- **Aim of the task**
Output the data below in full, byte for byte. Nothing may differ.

# # # # # # #

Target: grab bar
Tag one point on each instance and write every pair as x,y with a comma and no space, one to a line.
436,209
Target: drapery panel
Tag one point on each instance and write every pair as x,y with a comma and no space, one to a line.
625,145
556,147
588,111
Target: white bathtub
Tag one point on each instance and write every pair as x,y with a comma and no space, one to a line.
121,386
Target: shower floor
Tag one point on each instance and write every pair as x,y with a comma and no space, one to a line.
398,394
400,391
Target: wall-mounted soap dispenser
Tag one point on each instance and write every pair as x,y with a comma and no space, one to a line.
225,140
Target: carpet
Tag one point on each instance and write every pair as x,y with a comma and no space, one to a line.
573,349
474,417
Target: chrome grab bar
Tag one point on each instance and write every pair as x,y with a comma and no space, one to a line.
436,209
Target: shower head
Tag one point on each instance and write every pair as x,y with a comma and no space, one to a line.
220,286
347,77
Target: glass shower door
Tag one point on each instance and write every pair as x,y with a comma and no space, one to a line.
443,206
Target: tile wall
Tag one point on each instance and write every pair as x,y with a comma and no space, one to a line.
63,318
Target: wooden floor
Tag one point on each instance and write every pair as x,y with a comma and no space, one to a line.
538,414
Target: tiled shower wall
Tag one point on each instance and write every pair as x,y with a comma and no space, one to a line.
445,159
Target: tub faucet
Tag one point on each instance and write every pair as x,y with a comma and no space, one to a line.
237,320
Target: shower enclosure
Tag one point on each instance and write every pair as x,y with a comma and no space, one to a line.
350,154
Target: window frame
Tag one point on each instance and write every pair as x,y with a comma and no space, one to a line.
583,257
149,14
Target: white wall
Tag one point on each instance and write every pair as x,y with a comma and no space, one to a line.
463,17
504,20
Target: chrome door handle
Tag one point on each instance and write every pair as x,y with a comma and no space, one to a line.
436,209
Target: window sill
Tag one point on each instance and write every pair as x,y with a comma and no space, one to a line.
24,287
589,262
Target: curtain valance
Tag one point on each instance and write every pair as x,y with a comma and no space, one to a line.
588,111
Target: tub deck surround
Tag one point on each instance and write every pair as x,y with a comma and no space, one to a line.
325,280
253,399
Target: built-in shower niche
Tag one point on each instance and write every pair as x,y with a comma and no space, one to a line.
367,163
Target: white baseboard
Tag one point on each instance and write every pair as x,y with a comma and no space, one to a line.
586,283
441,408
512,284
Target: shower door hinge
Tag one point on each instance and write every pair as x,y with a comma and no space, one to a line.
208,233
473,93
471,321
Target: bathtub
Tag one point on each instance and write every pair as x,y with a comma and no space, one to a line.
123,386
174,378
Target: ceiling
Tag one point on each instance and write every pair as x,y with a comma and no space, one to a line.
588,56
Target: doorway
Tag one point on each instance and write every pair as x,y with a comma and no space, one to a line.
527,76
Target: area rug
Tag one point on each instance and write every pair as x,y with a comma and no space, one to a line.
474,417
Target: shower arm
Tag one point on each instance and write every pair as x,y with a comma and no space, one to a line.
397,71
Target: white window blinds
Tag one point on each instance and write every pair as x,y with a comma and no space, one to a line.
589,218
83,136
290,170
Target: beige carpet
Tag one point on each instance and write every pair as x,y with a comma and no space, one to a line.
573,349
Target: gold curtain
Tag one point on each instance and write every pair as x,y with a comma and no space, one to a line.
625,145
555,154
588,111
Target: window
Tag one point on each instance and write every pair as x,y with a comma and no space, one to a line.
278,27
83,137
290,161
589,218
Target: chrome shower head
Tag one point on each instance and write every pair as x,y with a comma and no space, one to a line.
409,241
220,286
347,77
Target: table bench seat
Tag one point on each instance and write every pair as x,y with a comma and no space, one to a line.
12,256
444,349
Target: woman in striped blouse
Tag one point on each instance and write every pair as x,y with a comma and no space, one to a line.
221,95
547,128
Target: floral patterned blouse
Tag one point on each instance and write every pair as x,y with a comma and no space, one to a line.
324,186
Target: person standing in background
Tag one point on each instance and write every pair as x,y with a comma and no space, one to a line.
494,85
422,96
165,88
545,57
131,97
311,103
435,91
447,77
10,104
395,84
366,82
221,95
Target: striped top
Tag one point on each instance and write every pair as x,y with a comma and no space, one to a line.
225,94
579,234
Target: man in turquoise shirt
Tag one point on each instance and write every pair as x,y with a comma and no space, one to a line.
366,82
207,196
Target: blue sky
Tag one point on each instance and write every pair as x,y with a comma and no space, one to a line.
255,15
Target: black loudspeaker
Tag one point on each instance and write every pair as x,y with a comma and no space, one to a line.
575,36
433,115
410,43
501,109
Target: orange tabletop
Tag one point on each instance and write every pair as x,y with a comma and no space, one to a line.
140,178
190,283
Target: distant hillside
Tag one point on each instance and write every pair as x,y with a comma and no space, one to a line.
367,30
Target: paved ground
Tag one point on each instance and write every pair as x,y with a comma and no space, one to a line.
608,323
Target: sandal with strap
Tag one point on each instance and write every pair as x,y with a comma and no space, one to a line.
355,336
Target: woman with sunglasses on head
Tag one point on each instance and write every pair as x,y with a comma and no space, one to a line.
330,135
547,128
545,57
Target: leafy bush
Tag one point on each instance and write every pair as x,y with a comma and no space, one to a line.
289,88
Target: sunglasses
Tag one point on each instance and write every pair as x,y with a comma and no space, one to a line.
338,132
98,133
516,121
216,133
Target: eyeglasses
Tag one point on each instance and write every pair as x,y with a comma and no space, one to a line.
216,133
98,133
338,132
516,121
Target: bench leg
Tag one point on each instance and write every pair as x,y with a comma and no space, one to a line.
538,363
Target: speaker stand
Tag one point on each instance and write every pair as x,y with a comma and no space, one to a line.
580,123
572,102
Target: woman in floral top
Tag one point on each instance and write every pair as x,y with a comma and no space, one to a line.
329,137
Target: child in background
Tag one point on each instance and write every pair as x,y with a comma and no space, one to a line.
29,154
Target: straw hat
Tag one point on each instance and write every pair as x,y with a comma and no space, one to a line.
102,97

# # # # # # #

- **Reply**
Target: grab bar
Tag one point on each instance and write every pair as x,y with a comma and no space, one to a line.
436,209
Target: drapery panel
Tag one point on each instance and write every pair as x,y with a comma and no space, one to a line.
625,145
556,147
588,111
Target: white bathtub
Tag one point on each instance and write every pair as x,y with a comma and no space, one to a line.
121,386
Target: shower floor
Tag one point on each instance and write every pair as x,y with a comma and no space, one to a line.
398,394
400,391
Target: wall-mounted soap dispenser
Tag one point on each instance and write every pair as x,y with a comma and no space, one to a line.
225,140
Target: carpet
Tag one point on each instance and write every pair as x,y with a comma and no space, one to a line.
573,349
474,417
Target: chrome grab bar
Tag one point on each instance and write every pair as x,y with a comma and no space, one to a line.
436,209
Target: shower head
Tag one point on each instance and write every pair as x,y with a comma and no space, one to a line.
220,286
347,77
Target: glass shower door
Tag one point on each instance and write every pair as x,y with a comma and no space, one to a line.
443,206
Target: tile wall
Tag one point on each instance and write every pair as x,y with a comma and no space, one to a line.
63,318
Target: wooden floor
Tag one point on each instance and write every pair as x,y with a comma and no space, one to a line.
538,414
Target: tiled shower wall
Tag one point on each instance and write every pair as x,y with a comma and no space, one to a line.
445,159
Target: tub faucet
Tag one point on each instance and write every pair as x,y with a comma and no space, one to a line.
237,320
Target: shower enclosure
Tag one point on each instance and write every pair as x,y with a comma and no space, one to a line.
350,154
Target: window frame
Tag one point on each instance and write every pair as x,y with a comma and no space, one to a line.
583,257
149,14
Target: white wall
Tag one point on each instance and write every pair as x,y with a comma and no space, one to a line.
463,17
504,20
Target: chrome door handle
Tag one point on each instance and write every pair as x,y with a comma and no space, one to a line.
436,209
Target: window sill
Tag one point on each instance and write every pair as x,y with a comma and no space, one to a line.
24,287
589,262
Target: curtain valance
Tag one point on each instance and write every pair as x,y with a comma and no space, one to a line.
588,111
Target: tub deck surround
Tag one point on each instance and write every pair as x,y with a comma and no space, one to a line.
325,280
253,399
Target: built-in shower niche
Tag one point on each instance and write every pair as x,y with a comma and no space, one to a line.
367,163
Target: white baseboard
Tag one point on each instance and write every pair as x,y with a comma and no space, one to a line.
586,283
441,408
512,284
Target: shower door hinge
Tag one point on each instance and write every pair as x,y with a comma and no space, one to a line.
208,233
473,93
471,321
Target: bathtub
Tag one point on each instance and write every pair as x,y with a comma and no space, one to a line.
123,386
174,378
Target: ceiling
Tag one point on each instance and write every pair as x,y with a comma and no space, one to a line.
588,56
Target: doorway
Tag one point on each instance and write every pair as x,y with a comma and no space, one to a line.
527,76
Target: area rug
Tag one point on each instance and write every pair as x,y with a comma and no space, one to a line.
474,417
Target: shower arm
Tag one point on each instance and write every pair as x,y with a comma and no space, one to a line.
397,71
Target: white window blinds
Tag one point on each instance and write every pair as x,y with a comma and no space, one to a line.
589,218
83,136
290,170
Target: beige carpet
Tag one point on each instance and write every pair as x,y with a comma and no space, one to a line.
573,349
Target: gold curtain
Tag one point on each instance and write every pair as x,y with a comma and no space, one to a line.
625,145
555,154
588,111
Target: window
Tag one point on each instance and write every pair as x,y with a comma and no space, one to a line.
278,27
83,137
290,161
589,218
Target: chrome shower head
Tag one point on each instance and write every pair as x,y with a comma and no space, one to a line.
409,241
220,286
347,77
Target: table bench seat
Tag one point on each instance and write every pair as x,y with a comma and no space, one to a line.
12,256
444,349
Target: woman in striped blouse
Tag one point on each instance and write every pair as x,y with a comma and no space, one to a line.
221,95
547,128
Target: floral patterned blouse
Tag one point on each instance and write every pair as x,y with a comma and no space, one to a line.
324,186
Target: person standing in background
Tag one point on each instance and write every pair as x,y with a comma and no space, one to a line.
494,85
422,96
165,88
545,57
131,97
311,103
435,91
447,77
10,104
395,84
366,82
221,95
Target: striped top
Tag one point on each instance and write every pair as x,y with a comma and no space, one to a line.
225,94
579,234
Target: man in turquoise shirt
Tag one point on each instance and write every pair as x,y with a comma and no space, one to a line.
366,82
207,196
Target: blue sky
Tag one point on each instance and write every pair as x,y with a comma and no space, one to a line.
255,15
Target: black loudspeaker
Tag one point on each instance and write every pair as x,y with a comma and no space, one to a line.
575,36
433,115
410,43
501,109
Target: orange tabletop
Tag one point on each instance and write every pair as x,y with a comma and no space, one to a line.
140,178
190,283
Target: distant hillside
Tag one point on each instance and write every pair as x,y with a comma and no space, one to a line.
367,30
Target: paved ground
Tag one point on each instance and write every pair as x,y with a comma and no space, one to a line.
608,323
Target: sandal with strap
Tag one point on each instance and write every pair as x,y with a comma and no space, one to a line.
355,336
Target: woman with sunglasses on head
Tag one point on each instance and write every pair as x,y with a comma and no space, one to a line.
330,135
547,128
545,57
Target: leafy bush
Tag one point on each instance and write every pair as x,y with a comma and no space, one to a line.
289,88
Target: sunglasses
Tag one point on each instance and write every pair as x,y with a comma and no space, one to a line.
338,132
98,133
516,121
216,133
Target: eyeglasses
Tag one point on each instance and write every pair as x,y with a comma and no space, one to a line.
216,133
98,133
338,132
516,121
Target: bench leg
Tag one point on each instance and write every pair as x,y with a comma and no space, one to a line.
538,363
Target: speaker stand
Tag one point on each instance and write every pair as x,y with a comma and no space, one to a line.
580,123
572,102
Target: woman in floral top
Tag one point on each instance and write every pair as x,y with a comma and no space, one to a line.
329,137
Target: child in background
Tag one point on each instance and write every pair as x,y with a comma and no space, one to a line.
29,154
Target: straw hat
Tag one point on each instance and write every pair as x,y with a comma and no space, one to a line.
102,97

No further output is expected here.